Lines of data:
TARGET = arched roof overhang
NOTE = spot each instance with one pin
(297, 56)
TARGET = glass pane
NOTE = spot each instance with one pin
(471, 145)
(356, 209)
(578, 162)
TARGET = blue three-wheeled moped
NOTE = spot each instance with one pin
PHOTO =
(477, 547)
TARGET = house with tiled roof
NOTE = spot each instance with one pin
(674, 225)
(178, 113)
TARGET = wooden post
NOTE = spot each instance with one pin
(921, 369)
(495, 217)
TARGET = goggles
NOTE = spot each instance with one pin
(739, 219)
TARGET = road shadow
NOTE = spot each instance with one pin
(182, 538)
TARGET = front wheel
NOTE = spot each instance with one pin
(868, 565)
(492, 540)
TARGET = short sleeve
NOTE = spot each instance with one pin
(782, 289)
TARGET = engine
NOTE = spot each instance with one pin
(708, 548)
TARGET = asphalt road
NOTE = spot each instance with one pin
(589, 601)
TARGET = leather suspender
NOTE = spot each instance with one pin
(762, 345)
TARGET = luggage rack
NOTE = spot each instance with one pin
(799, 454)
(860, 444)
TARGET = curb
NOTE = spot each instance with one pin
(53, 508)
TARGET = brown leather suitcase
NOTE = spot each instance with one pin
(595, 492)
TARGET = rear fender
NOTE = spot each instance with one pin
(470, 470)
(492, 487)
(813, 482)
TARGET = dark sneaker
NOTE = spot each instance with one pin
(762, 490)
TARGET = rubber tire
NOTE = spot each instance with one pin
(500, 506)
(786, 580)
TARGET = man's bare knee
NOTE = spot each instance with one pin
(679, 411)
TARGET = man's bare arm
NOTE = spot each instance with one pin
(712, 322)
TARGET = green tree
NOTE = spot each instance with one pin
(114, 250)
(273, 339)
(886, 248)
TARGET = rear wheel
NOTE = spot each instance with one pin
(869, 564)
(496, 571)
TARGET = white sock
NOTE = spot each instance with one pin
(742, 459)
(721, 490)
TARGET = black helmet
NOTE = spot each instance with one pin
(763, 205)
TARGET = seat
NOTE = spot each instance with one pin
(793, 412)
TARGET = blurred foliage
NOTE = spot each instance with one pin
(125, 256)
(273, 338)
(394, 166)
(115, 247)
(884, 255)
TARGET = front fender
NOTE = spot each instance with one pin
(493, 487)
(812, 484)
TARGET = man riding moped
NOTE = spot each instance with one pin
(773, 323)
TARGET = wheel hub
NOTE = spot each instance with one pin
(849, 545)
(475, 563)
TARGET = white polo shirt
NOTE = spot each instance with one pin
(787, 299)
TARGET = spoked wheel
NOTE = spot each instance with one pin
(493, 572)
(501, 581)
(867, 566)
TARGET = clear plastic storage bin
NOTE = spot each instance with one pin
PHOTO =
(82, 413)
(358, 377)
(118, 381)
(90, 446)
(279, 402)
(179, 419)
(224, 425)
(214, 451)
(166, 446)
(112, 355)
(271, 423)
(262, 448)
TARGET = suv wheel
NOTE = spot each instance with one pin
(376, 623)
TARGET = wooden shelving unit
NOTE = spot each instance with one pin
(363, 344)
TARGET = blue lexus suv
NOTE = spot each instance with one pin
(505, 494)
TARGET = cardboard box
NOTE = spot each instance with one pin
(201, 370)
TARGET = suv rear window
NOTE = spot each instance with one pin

WHAT IS ASKED: Each of the records should be retyped exactly.

SOLUTION FOR THIS EXERCISE:
TARGET = arched roof overhang
NOTE = spot each instance with one pin
(297, 56)
TARGET = glass pane
NOTE = spot each instance with one pin
(471, 145)
(356, 209)
(578, 162)
TARGET = blue three-wheeled moped
NOTE = spot each instance with one pin
PHOTO =
(477, 547)
TARGET = house with tiled roof
NOTE = spot each instance with one pin
(674, 225)
(178, 113)
TARGET = wooden post
NOTE = spot each instance with one pin
(921, 369)
(495, 217)
TARGET = goggles
NOTE = spot each instance with one pin
(739, 219)
TARGET = road shadow
NOTE = spot each instance with one pin
(182, 538)
TARGET = front wheel
NOTE = spot each instance with one pin
(868, 565)
(492, 540)
TARGET = short sleeve
NOTE = spot each instance with one pin
(782, 289)
TARGET = engine
NOTE = spot each instance with one pin
(708, 548)
TARGET = asphalt road
NOTE = spot each instance with one pin
(589, 601)
TARGET = leather suspender
NOTE = spot each instance with one pin
(762, 345)
TARGET = luggage rack
NOTE = spot each instance with one pin
(799, 454)
(860, 444)
TARGET = curb
NOTE = spot each instance with one pin
(53, 508)
TARGET = brown leather suitcase
NOTE = spot each instance with one pin
(595, 492)
TARGET = rear fender
NOTE = spot each instance with one pin
(470, 470)
(492, 487)
(813, 482)
TARGET = dark sneaker
NOTE = spot each instance with one pin
(762, 490)
TARGET = rubber tire
NOTE = spot each instance with one pin
(500, 506)
(786, 580)
TARGET = man's bare knee
NOTE = spot each instance with one pin
(679, 411)
TARGET = man's bare arm
NOTE = spot each instance with one pin
(712, 322)
TARGET = green tree
NOTE = spot each instance with one pin
(114, 250)
(273, 339)
(886, 248)
TARGET = rear wheel
NOTE = spot each instance with one pin
(869, 564)
(496, 571)
TARGET = white sock
NOTE = spot each instance with one pin
(742, 459)
(721, 490)
TARGET = black helmet
NOTE = spot each instance with one pin
(763, 205)
TARGET = seat
NOTE = spot each instance with one pin
(793, 412)
TARGET = blurred foliage
NOTE = spot each instance with one pin
(125, 256)
(273, 338)
(394, 166)
(115, 247)
(884, 255)
TARGET = front fender
NOTE = spot each instance with one pin
(493, 487)
(812, 484)
TARGET = man riding moped
NOTE = spot each instance with one pin
(773, 323)
TARGET = wheel hub
NOTE = spot each instance with one pin
(849, 545)
(475, 563)
TARGET = white polo shirt
NOTE = spot each instance with one pin
(787, 299)
TARGET = spoked wheel
NOTE = spot each instance with one pin
(493, 572)
(501, 581)
(867, 566)
TARGET = clear plastic storage bin
NOTE = spot each instance with one pin
PHOTO =
(82, 413)
(358, 377)
(118, 381)
(90, 446)
(279, 402)
(179, 419)
(224, 425)
(214, 451)
(166, 446)
(112, 355)
(271, 423)
(262, 448)
TARGET = suv wheel
NOTE = spot each instance with one pin
(376, 623)
TARGET = wooden shelving unit
NOTE = spot each instance with one pin
(363, 344)
TARGET = blue lexus suv
NOTE = spot each instance with one pin
(505, 494)
TARGET = cardboard box
NOTE = spot each instance with one pin
(201, 370)
TARGET = suv rear window
NOTE = spot each instance with one pin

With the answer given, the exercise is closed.